In the modern world, it's rare to have the data in the same shape and platform from the beginning till the end of its journey. Yes, some technologies can achieve quite a good range of functionalities but sometimes at the expense of precision, developer experience or performance. Therefore, to achieve better or faster results, people might select a new tool for a precise task and start an implementation and integration process to move the data around.
This blog post focuses on highlighting the pros and cons of a "one shoe fits all approach" where one platform is used for all the use cases vs the "best tool for the job" where various tools and integrations are used to fulfill the requirements.
To discuss data evolution, it's necessary to define its origin. Most of the time the data is originated by some sort of application facing an internal or external audience and storing the transactions in a backend datastore. It's common for the backend to be a database (relational or not) that can immediately store and validate the data, or a streaming service (like Apache Kafka) that can forward the transaction to the relevant parties.
No matter which solution is chosen, at this point of the data journey the backend datastore must provide excellent performances in both the ability to write and read a single transaction, since the application will mainly work at single click/purchase/order level.
But, as for the intro, data rarely stays in place. On top of the transactional needs, new data stakeholders appear in the company: people in charge of the inventory are not interested in the single order movement but more in the overall daily trends; executives need to have a vision week by week of defined KPIs; selling agents want a immediate "maybe you should offer this" kinda functionality when talking to prospects.
All the above needs are very different from the original "transactional" task and require data storage techniques, functionalities, and APIs that need to be adapted and customized for the single functionality and use-case to perform best.
Yes there are tools that can perform a wide range of functions, but is it always suggested to stick with them?
I've been in the Data & Analytics space for 15 years, and for 10 of them I've been building centralized BI systems to provide a "unique source of truth" to companies.
For the same amount of years I've been trying to battle against the "download to excel" practice: whenever a certain functionality/option/calculation wasn't available in the tool of choice, people were downloading the entire dataset and recreating the analytical process in Excel. This, on top of the security chills, was causing a plethora of different ways to calculate the same KPI, therefore defeating the "unique source of truth" mission.
How to avoid that? By having frequent feedback loops about desired functionalities or outcomes and trying to build them into the main product. But, sometimes, the centralized BI efforts were not fast, accurate, or flexible enough for the end user, therefore the leakage of data was continuing.
Later on in my career I realized that the main problem was trying to force everyone to use THE BI tool I was overlooking, and that wasn't fitting all the stakeholder needs. Therefore, it was important to include in the process that the feedback wasn't only about what to build next, but also about what other tooling and integrations were needed to best achieve the goal. In other words, one centralized team on one platform can't scale, but a centralized team empowering others to use their favorite tool via trusted integration can!

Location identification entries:
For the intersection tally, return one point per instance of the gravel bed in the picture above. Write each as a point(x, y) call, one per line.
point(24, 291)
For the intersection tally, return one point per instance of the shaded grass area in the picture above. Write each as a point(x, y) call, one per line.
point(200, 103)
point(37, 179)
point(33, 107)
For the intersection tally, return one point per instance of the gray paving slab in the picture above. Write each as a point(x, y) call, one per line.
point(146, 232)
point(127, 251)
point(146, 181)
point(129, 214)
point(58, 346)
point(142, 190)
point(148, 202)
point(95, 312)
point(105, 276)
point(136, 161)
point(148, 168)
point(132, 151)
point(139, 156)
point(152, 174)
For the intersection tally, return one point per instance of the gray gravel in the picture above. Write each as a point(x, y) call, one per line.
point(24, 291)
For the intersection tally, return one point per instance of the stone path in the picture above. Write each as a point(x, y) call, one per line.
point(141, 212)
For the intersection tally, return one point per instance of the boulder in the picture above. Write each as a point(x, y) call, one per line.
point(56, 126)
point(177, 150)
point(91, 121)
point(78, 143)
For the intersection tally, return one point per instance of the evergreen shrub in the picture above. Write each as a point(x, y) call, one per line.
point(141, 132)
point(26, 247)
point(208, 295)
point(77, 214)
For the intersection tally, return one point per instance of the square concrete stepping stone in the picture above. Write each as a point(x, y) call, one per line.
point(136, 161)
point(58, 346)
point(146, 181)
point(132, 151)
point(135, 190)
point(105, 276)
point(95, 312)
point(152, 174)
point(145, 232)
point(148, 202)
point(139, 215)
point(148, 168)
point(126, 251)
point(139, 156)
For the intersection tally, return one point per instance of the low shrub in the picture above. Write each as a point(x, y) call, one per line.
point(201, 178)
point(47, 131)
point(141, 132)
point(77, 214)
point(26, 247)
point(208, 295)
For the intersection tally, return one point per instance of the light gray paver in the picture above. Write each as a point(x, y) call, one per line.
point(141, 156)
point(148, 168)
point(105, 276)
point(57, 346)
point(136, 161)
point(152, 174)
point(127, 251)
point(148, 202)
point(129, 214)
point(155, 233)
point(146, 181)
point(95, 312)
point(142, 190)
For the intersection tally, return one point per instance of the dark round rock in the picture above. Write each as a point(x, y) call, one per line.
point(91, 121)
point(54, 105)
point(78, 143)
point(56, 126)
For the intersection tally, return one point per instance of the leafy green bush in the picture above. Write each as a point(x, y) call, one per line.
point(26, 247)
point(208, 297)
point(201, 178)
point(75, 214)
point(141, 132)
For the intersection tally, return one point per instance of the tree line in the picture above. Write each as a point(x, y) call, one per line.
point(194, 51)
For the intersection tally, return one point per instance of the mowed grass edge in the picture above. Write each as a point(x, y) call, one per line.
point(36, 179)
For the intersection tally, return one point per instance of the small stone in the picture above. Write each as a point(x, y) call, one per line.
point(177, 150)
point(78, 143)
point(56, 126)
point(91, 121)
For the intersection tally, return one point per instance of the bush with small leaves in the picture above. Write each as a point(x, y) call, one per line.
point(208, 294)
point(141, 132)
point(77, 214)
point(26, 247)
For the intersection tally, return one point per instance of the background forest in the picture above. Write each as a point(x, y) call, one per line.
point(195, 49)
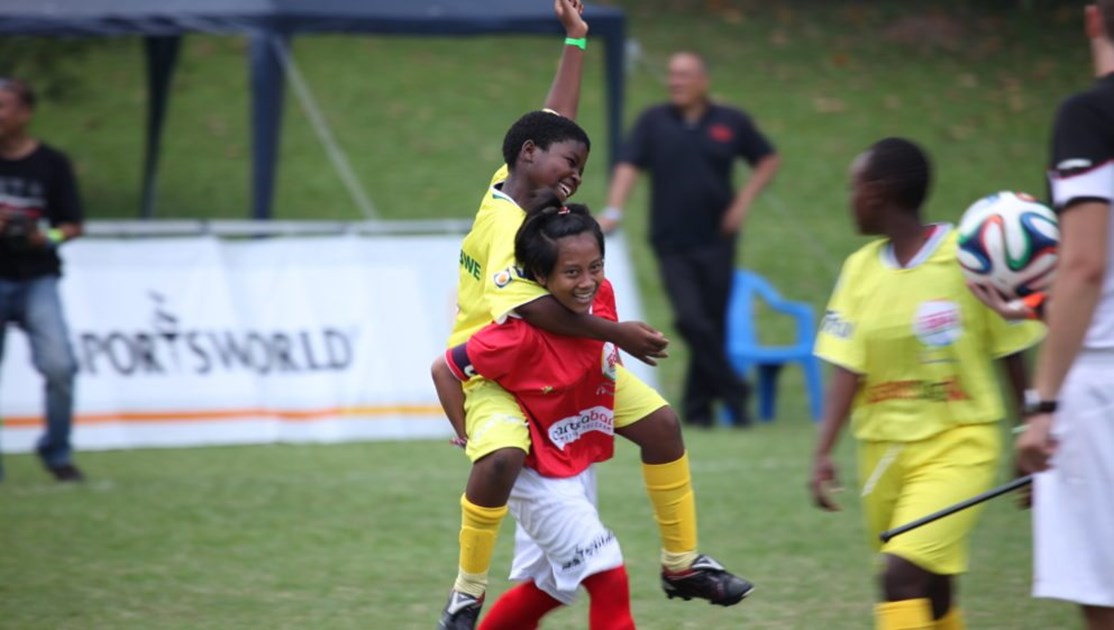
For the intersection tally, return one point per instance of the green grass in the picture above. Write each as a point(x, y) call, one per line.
point(364, 534)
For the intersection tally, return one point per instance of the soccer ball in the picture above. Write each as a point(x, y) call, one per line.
point(1007, 242)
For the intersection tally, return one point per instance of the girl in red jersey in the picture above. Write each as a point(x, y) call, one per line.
point(566, 387)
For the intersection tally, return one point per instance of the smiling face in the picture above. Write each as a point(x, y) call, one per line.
point(578, 272)
point(687, 80)
point(557, 168)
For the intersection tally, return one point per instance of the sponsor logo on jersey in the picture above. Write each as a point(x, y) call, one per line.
point(502, 277)
point(834, 324)
point(572, 429)
point(937, 323)
point(721, 133)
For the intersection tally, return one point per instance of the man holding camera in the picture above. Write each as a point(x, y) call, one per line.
point(39, 210)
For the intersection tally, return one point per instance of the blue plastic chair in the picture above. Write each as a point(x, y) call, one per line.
point(745, 352)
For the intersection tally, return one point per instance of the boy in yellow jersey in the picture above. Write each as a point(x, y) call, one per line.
point(545, 151)
point(912, 352)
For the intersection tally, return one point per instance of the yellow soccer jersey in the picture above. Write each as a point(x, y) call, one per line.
point(921, 343)
point(490, 285)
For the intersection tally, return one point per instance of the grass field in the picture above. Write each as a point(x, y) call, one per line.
point(359, 535)
point(362, 535)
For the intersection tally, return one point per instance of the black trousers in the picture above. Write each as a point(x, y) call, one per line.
point(699, 285)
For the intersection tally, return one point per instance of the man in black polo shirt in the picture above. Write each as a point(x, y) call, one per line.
point(39, 210)
point(689, 146)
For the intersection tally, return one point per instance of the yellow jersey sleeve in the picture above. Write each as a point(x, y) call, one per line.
point(839, 340)
point(1009, 337)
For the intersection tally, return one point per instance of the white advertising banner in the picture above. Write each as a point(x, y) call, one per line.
point(204, 341)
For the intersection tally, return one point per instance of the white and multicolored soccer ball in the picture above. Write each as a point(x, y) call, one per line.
point(1008, 240)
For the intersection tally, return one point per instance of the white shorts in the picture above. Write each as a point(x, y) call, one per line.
point(1073, 512)
point(559, 539)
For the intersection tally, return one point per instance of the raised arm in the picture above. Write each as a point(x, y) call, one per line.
point(565, 92)
point(623, 180)
point(837, 410)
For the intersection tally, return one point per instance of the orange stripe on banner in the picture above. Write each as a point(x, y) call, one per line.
point(207, 415)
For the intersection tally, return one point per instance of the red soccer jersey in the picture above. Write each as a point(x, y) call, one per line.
point(565, 385)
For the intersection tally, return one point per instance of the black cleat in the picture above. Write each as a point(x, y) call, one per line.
point(705, 579)
point(461, 612)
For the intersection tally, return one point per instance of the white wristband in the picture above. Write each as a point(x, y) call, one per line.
point(612, 214)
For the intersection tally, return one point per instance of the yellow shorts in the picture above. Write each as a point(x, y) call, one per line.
point(494, 420)
point(904, 481)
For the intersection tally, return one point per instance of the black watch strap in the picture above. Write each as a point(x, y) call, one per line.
point(1035, 405)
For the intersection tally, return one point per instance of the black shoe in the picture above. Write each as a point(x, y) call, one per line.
point(461, 612)
point(705, 579)
point(67, 473)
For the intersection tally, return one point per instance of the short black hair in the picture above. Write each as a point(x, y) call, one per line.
point(902, 168)
point(21, 89)
point(545, 128)
point(536, 242)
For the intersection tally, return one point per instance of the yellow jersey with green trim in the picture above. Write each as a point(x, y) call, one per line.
point(921, 343)
point(490, 285)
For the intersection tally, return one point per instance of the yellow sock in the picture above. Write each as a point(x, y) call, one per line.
point(954, 620)
point(905, 614)
point(671, 491)
point(478, 529)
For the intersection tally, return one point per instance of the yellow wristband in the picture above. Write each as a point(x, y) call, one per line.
point(579, 42)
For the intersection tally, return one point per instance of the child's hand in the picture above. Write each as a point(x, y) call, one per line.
point(568, 12)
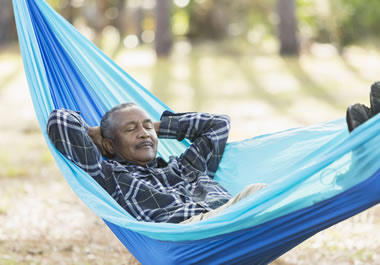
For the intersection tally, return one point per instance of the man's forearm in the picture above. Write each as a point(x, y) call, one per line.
point(157, 127)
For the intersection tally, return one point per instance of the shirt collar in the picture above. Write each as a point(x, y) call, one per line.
point(158, 162)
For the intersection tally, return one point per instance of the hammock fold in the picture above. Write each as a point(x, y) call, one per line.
point(317, 175)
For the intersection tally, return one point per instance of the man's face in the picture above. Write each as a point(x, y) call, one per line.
point(135, 136)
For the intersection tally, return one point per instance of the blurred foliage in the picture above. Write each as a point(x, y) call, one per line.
point(339, 22)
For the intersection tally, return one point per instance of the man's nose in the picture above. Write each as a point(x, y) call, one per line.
point(143, 133)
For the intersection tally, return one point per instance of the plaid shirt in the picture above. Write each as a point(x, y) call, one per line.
point(161, 191)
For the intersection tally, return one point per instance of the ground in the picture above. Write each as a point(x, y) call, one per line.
point(42, 220)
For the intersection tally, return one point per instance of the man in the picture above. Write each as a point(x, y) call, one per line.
point(146, 186)
point(181, 190)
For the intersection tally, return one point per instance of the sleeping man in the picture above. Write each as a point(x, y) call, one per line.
point(150, 189)
point(146, 186)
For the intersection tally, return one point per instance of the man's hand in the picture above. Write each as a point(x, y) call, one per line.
point(157, 126)
point(96, 136)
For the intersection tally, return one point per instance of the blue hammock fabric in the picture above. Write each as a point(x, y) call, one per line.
point(317, 175)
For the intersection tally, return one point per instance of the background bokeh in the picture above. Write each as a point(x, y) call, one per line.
point(270, 65)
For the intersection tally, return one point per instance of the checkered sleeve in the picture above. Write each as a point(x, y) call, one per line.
point(68, 132)
point(207, 132)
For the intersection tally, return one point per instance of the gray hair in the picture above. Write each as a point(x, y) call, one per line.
point(107, 125)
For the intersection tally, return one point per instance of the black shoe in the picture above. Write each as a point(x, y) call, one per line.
point(374, 98)
point(357, 114)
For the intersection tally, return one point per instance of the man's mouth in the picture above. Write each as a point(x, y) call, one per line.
point(144, 144)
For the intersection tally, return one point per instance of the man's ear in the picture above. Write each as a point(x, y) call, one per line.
point(107, 145)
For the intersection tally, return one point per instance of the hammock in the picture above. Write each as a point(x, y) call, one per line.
point(317, 175)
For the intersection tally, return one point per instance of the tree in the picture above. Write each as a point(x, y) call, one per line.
point(287, 27)
point(163, 36)
point(5, 21)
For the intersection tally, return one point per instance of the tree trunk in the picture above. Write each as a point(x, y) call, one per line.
point(5, 21)
point(287, 27)
point(163, 38)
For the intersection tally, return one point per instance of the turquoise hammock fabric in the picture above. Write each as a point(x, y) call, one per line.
point(317, 175)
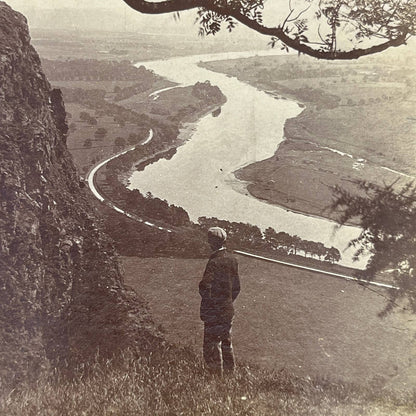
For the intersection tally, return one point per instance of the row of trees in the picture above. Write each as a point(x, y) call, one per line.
point(248, 236)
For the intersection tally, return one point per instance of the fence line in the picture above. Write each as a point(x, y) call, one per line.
point(312, 269)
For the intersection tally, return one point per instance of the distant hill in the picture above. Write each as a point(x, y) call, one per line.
point(61, 295)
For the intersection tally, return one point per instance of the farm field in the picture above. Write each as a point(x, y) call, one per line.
point(310, 324)
point(358, 122)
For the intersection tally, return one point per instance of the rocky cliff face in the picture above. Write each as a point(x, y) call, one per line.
point(61, 290)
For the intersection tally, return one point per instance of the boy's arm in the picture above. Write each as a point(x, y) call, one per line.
point(206, 282)
point(236, 282)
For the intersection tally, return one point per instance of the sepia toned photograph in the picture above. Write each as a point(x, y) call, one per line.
point(208, 207)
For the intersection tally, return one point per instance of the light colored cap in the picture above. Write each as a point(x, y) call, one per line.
point(217, 232)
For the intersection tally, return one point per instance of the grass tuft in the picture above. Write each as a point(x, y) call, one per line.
point(173, 382)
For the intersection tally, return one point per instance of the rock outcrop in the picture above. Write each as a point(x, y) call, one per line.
point(61, 290)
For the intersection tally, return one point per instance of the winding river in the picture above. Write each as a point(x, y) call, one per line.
point(250, 127)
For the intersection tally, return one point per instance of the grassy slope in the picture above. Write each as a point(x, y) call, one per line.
point(285, 318)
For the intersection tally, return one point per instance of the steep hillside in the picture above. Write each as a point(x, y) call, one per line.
point(61, 291)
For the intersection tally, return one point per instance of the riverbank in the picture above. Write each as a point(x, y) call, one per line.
point(348, 114)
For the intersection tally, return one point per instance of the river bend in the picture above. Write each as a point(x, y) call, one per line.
point(199, 177)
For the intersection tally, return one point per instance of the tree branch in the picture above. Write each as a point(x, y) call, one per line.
point(162, 7)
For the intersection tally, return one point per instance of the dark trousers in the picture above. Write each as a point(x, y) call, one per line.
point(218, 349)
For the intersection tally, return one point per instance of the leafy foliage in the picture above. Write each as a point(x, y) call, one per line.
point(316, 27)
point(388, 221)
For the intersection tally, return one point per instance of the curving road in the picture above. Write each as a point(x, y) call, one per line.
point(96, 193)
point(94, 190)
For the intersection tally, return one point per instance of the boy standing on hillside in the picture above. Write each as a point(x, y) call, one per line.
point(218, 288)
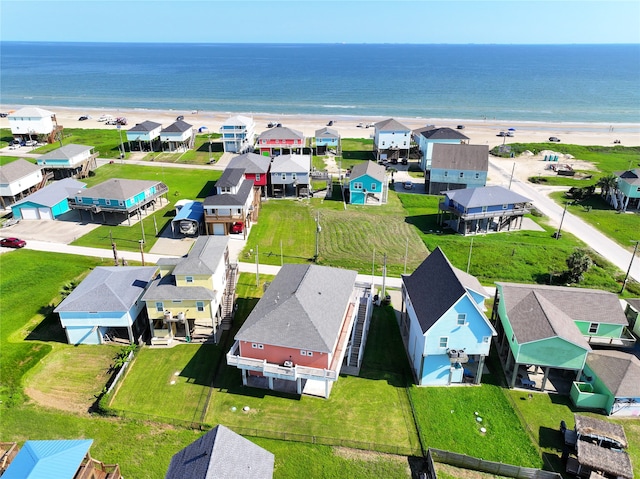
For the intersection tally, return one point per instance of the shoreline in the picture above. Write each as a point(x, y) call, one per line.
point(479, 131)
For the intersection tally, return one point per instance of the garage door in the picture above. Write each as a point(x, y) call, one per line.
point(45, 214)
point(29, 213)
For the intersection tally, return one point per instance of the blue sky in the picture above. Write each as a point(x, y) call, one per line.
point(327, 21)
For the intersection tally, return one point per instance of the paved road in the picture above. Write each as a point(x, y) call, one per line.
point(607, 248)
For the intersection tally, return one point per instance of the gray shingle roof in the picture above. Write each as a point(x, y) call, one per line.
point(370, 168)
point(435, 286)
point(281, 133)
point(619, 371)
point(391, 124)
point(66, 152)
point(485, 196)
point(109, 288)
point(17, 170)
point(460, 157)
point(54, 193)
point(221, 454)
point(303, 308)
point(444, 133)
point(176, 127)
point(145, 126)
point(230, 199)
point(251, 162)
point(118, 189)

*JOBS*:
• a. In the blog post, what practice did the writer spend years trying to battle against?
• b. Reproduce the part of the blog post that begins at the words "In the modern" and stops after "fulfill the requirements.", substituting "needs" for "requirements".

*ANSWERS PER TASK*:
• a. The "download to excel" practice.

• b.
In the modern world, it's rare to have the data in the same shape and platform from the beginning till the end of its journey. Yes, some technologies can achieve quite a good range of functionalities but sometimes at the expense of precision, developer experience or performance. Therefore, to achieve better or faster results, people might select a new tool for a precise task and start an implementation and integration process to move the data around.
This blog post focuses on highlighting the pros and cons of a "one shoe fits all approach" where one platform is used for all the use cases vs the "best tool for the job" where various tools and integrations are used to fulfill the needs.